[Raw records]
[Begin]
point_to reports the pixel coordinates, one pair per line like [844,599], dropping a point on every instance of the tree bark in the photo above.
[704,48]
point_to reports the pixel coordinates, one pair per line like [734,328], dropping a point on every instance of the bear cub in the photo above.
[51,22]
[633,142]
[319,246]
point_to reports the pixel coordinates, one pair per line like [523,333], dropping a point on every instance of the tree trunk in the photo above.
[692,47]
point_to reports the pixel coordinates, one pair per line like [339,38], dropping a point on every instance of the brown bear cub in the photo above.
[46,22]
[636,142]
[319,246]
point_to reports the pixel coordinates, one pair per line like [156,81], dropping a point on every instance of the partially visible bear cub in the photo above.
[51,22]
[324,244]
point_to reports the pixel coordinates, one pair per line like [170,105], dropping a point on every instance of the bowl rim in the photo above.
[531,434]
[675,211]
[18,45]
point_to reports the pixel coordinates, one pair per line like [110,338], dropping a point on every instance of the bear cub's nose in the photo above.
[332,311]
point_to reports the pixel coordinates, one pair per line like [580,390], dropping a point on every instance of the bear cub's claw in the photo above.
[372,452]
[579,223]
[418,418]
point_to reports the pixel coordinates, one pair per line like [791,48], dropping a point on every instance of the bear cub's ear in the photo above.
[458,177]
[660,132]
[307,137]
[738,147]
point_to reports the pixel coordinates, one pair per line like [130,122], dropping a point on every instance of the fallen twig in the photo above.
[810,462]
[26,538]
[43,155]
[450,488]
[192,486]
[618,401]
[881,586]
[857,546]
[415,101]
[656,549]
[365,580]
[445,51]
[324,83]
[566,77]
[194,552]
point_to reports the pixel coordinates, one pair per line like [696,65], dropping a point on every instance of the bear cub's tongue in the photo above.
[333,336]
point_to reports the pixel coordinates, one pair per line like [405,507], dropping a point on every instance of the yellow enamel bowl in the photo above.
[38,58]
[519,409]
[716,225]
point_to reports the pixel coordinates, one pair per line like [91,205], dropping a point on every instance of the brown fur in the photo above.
[End]
INSTRUCTIONS TO FOLLOW ▸ Copy out each line above, character for character.

RESULT FOR THIS TASK ▸
point_to reports the pixel coordinates, one pair per line like [844,599], dropping a point on every instance of the tree bark in the photo above.
[704,48]
point_to reports the pixel coordinates, one pair per line like [734,328], dropping a point on every instance of the bear cub in the photo above.
[51,22]
[633,142]
[319,246]
point_to reports the pixel coordinates, one pair per line like [523,333], dropping a point on every instance of the tree trunk in the photo above.
[692,47]
point_to reports the pixel coordinates, one pair per line like [339,38], dropping a point on every instance of the brown bear cub in the photo above.
[46,22]
[636,142]
[319,246]
point_to reports the pixel coordinates, one pair per line like [156,81], dropping a point on every instance of the partially visible bear cub in the photo above.
[51,22]
[324,244]
point_to reports the pixel coordinates, one pair per line like [170,105], dropping a point on every instance of the bowl rim in the photo above.
[531,434]
[675,211]
[18,45]
point_to reports the pixel coordinates, one pair per line like [110,338], dropping a point on every instance of the bear cub's nose in the photo above.
[332,311]
point_to reports the pixel coordinates, one pair per line like [580,390], dropping a point on every instance of the bear cub's claw in the photo above.
[372,452]
[579,223]
[418,418]
point_to reports the pixel coordinates, one pair per line like [791,48], dropping a point on every instance of the bear cub's ear in the photo above.
[458,177]
[660,132]
[307,137]
[738,147]
point_to reports the pixel coordinates, one pair per line like [130,122], dropping a point on every instance of the fallen twig in the photo above.
[810,462]
[26,538]
[43,155]
[450,488]
[192,486]
[618,401]
[881,586]
[857,546]
[415,101]
[656,549]
[365,580]
[445,51]
[324,83]
[566,77]
[194,552]
point_to reports the pixel coordinates, one pair per line like [696,65], dropping a point on every instance of the bear cub's tongue in the photo above.
[333,336]
point_to reports the pixel coordinates, one pair per line like [405,507], dropping a point on every instance of the yellow enamel bowl in the photo above.
[38,58]
[519,409]
[716,225]
point_to reports the pixel coordinates, one pair per line like [91,205], dropping a point on every instance of the brown fur in the photo above.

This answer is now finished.